** EXTRACTED MATERIAL follows **
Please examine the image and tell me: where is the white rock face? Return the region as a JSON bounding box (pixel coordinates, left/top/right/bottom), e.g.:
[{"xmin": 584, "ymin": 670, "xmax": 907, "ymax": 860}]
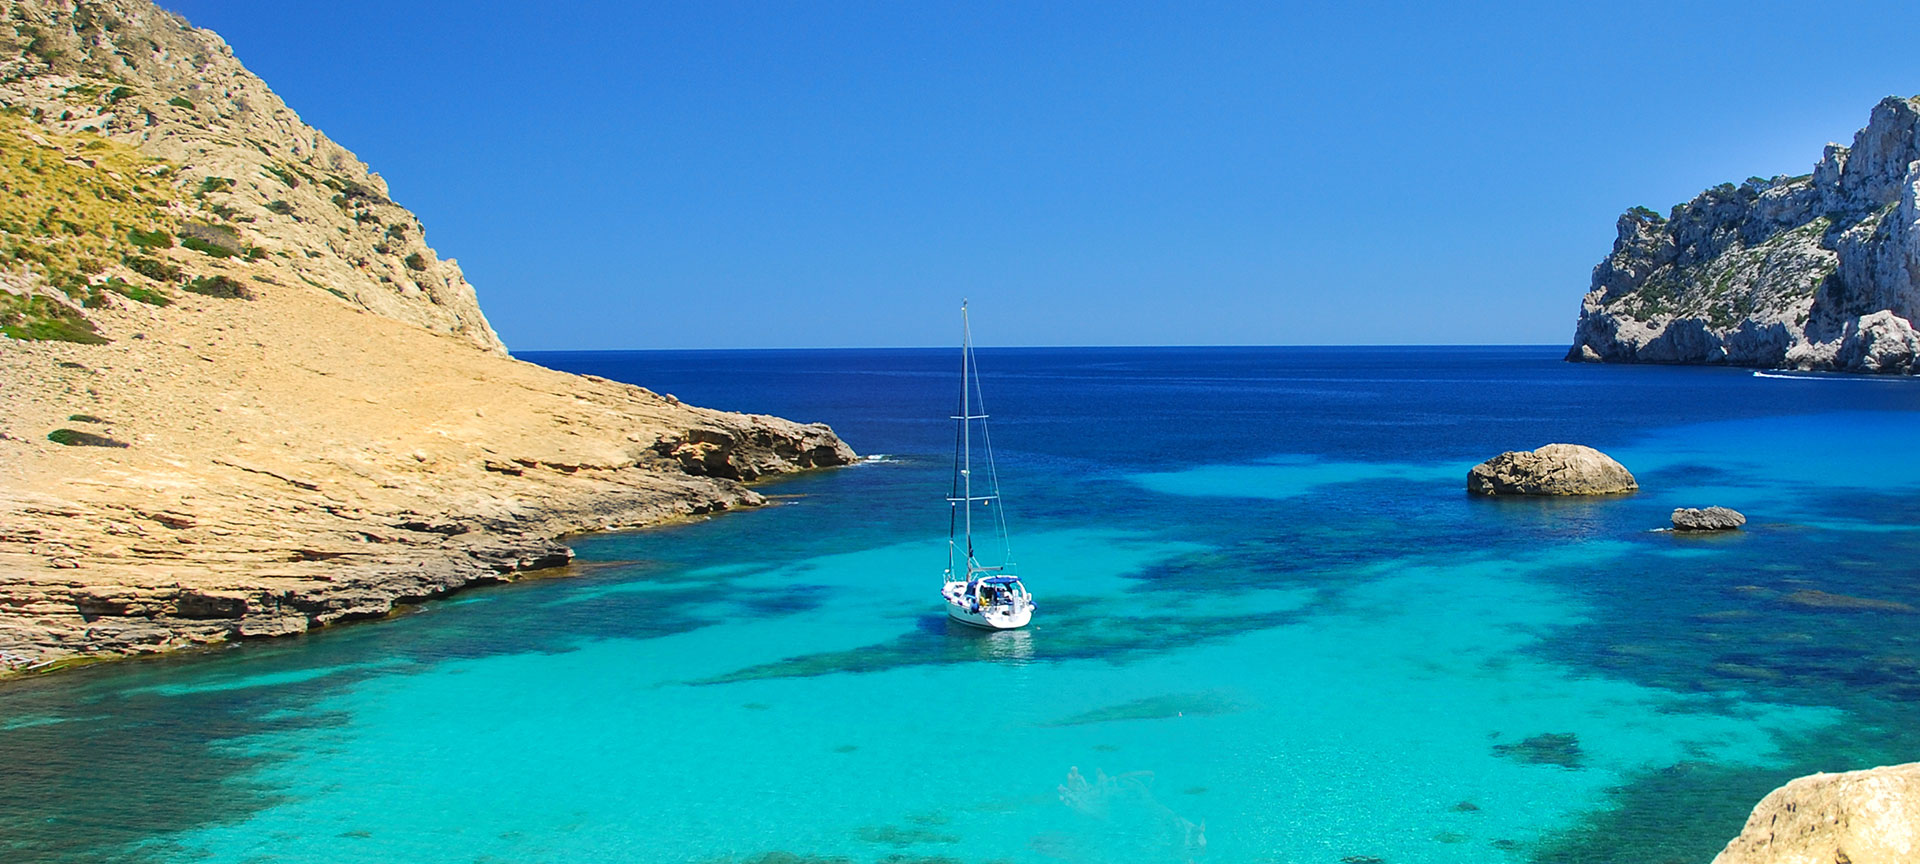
[
  {"xmin": 1569, "ymin": 96, "xmax": 1920, "ymax": 374},
  {"xmin": 1712, "ymin": 762, "xmax": 1920, "ymax": 864}
]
** End of EXTRACTED MATERIAL **
◆ TASK:
Could you copy the data above exactly, leaving the pictures out?

◆ OUTPUT:
Please examine the image and tell me: where is the white rock face? Return the region as a JSON bounding box (pixel coordinates, left/top/right/bottom), e.g.:
[{"xmin": 584, "ymin": 670, "xmax": 907, "ymax": 860}]
[
  {"xmin": 1569, "ymin": 96, "xmax": 1920, "ymax": 374},
  {"xmin": 1712, "ymin": 762, "xmax": 1920, "ymax": 864}
]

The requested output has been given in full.